[ЦЕЛЬ 1] Оформите в виде таблицы Markdown участок листинга от строки, содержащей «of the dark», до конца листинга, включая обе границы. В столбце «№» укажите порядковый номер строки, в столбце «Строка» — саму строку; пустые строки не включайте.

[ВЫБРАННЫЙ ТЕКСТ]
В истории русской культуры мы можем узнать все элементы, определившие собой западную культуру. Только способ их сочетания и раскрытия был иной.
Поскольку на Западе идеи имели длительные периоды роста и созревания, и медленно завоевывали жизнь, — постольку в истории русской культуры идеи являлись революционным путем, — они привносились в готовом виде и почти насильственно прививались к русской культуре.
Русская культура всегда ломалась, кромсалась, а потом доходила до завершения каждой идеи.
Все доводилось до конца.
Для русской культуры характерно крещение Руси в днепровских водах.
Революционно, молниеносно, почти без периода предварительного созревания, было дано христианство древней Руси. Было дано не постепенной подготовкой умов, не целым рядом подготовительных десятилетий, а как вся полнота — целиком.
Языческие боги не отступали медленно перед победоносным крестом, а Перун был низвержен во всем своем всемогуществе. Никакой «алтарь неведомому Богу» не высился до этого около него. Удар Перуну был нанесен без предупреждения и прямо в лоб.
И на Руси загорелся не только свет, а истинный пожар христианства.
Через Киевскую Русь в Московскую, минуя теснины татарщины, было перенесено русской культурой наследие Византии.

(Записи координатной разметки)
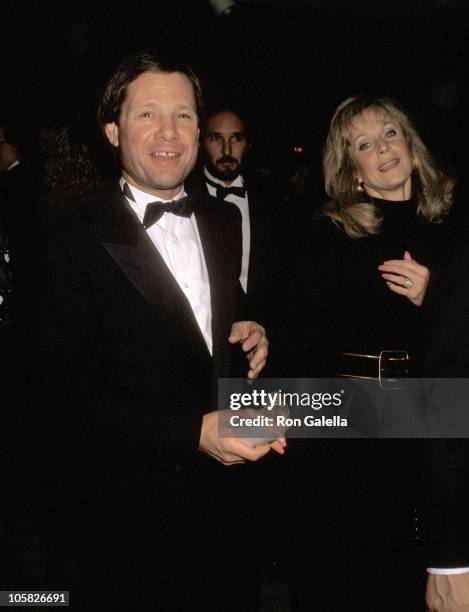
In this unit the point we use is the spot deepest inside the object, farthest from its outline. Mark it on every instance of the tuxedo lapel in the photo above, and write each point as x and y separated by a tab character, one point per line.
129	245
218	239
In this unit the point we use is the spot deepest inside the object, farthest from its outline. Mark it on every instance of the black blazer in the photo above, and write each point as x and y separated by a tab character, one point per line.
272	236
122	370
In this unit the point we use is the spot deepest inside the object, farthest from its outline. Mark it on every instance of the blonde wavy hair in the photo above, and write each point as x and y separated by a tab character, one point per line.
352	208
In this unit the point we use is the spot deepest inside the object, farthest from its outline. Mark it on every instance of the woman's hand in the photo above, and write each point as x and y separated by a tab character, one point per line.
406	277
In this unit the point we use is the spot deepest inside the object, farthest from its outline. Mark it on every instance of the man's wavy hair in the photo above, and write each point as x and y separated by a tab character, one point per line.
130	69
352	208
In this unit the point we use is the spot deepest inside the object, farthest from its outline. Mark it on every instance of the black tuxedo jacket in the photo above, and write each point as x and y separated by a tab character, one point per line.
123	372
270	240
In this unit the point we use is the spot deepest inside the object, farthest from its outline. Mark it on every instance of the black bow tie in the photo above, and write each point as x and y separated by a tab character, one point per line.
222	191
155	210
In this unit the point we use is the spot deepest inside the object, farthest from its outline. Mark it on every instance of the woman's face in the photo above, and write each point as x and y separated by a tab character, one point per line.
381	156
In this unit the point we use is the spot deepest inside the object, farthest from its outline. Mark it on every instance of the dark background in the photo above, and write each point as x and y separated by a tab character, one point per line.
286	63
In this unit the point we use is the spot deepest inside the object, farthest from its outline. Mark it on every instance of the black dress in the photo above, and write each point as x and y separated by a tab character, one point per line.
356	523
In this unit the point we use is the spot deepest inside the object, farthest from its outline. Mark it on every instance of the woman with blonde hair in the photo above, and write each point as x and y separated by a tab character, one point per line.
364	277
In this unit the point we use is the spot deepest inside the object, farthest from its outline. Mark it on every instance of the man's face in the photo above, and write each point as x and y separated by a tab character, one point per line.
225	146
7	152
157	133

[ЦЕЛЬ 2] Продолжите текст о русской культуре, начиная сразу после его последнего предложения.

[ОТВЕТ 1]
| № | Строка |
|---|---|
| 1 | In this unit the point we use is the spot deepest inside the object, farthest from its outline. Mark it on every instance of the dark background in the photo above, and write each point as x and y separated by a tab character, one point per line. |
| 2 | 286	63 |
| 3 | In this unit the point we use is the spot deepest inside the object, farthest from its outline. Mark it on every instance of the black dress in the photo above, and write each point as x and y separated by a tab character, one point per line. |
| 4 | 356	523 |
| 5 | In this unit the point we use is the spot deepest inside the object, farthest from its outline. Mark it on every instance of the woman with blonde hair in the photo above, and write each point as x and y separated by a tab character, one point per line. |
| 6 | 364	277 |
| 7 | In this unit the point we use is the spot deepest inside the object, farthest from its outline. Mark it on every instance of the man's face in the photo above, and write each point as x and y separated by a tab character, one point per line. |
| 8 | 225	146 |
| 9 | 7	152 |
| 10 | 157	133 |

[ОТВЕТ 2]
И наследие это было взято не в какой-либо части, а все целиком.
Православие целиком определило русскую духовную культуру.
А мирские, человеческие домыслы Византии, великая Константинова утопия, заменившая крест мечом, определила сознание Московской Руси.
— Москва — третий Рим. Четвертому не бывать.
Вот она, одна из первых русских утопий, окрыленная и воспламеняющая сознание московского человека.
И в ней была, конечно, доля истины. Она определила собой упорное, цепкое и страстное сколачивание великого государства. Она синтезировала в себе на долгие века все отдельные ответвления русской культуры, она вобрала и ассимилировала татарщину, противопоставила себя Востоку и Западу, — одним словом, — спеленала и вырастила русскую культуру.
Русская духовная и светская культура имела в тот период некий единый мистический лик. И если бы апокалипсис писался в то время, то ангелу русской церкви вменялись бы в заслугу и в вину все заслуги и вины синтезированной и объединенной православием русской культуры.
Итак, русская история в этом отношении шла несколько иным путем.
В том периоде, который мы можем назвать русским средневековьем, не было черт, характерных для Запада. Человеческое начало не чувствовало себя в тесноте под церковным куполом. Эмпирическая православная церковь не противопоставляла божественного начала, — раз навсегда данного и неподвижного Откровения, — текучему потоку человеческого творчества.
И если исторически можно говорить о том, что все реформы Петра определялись и подготовлялись предшествующим периодом, то говоря это, надо учитывать скорее не культуру в тесном смысле слова, а главным образом неравномерность роста внешней цивилизации России с цивилизацией Запада.
В области же культуры реформа Петра была революционна, внутренне не подготовлена, не связана органически со вчерашним русским днем.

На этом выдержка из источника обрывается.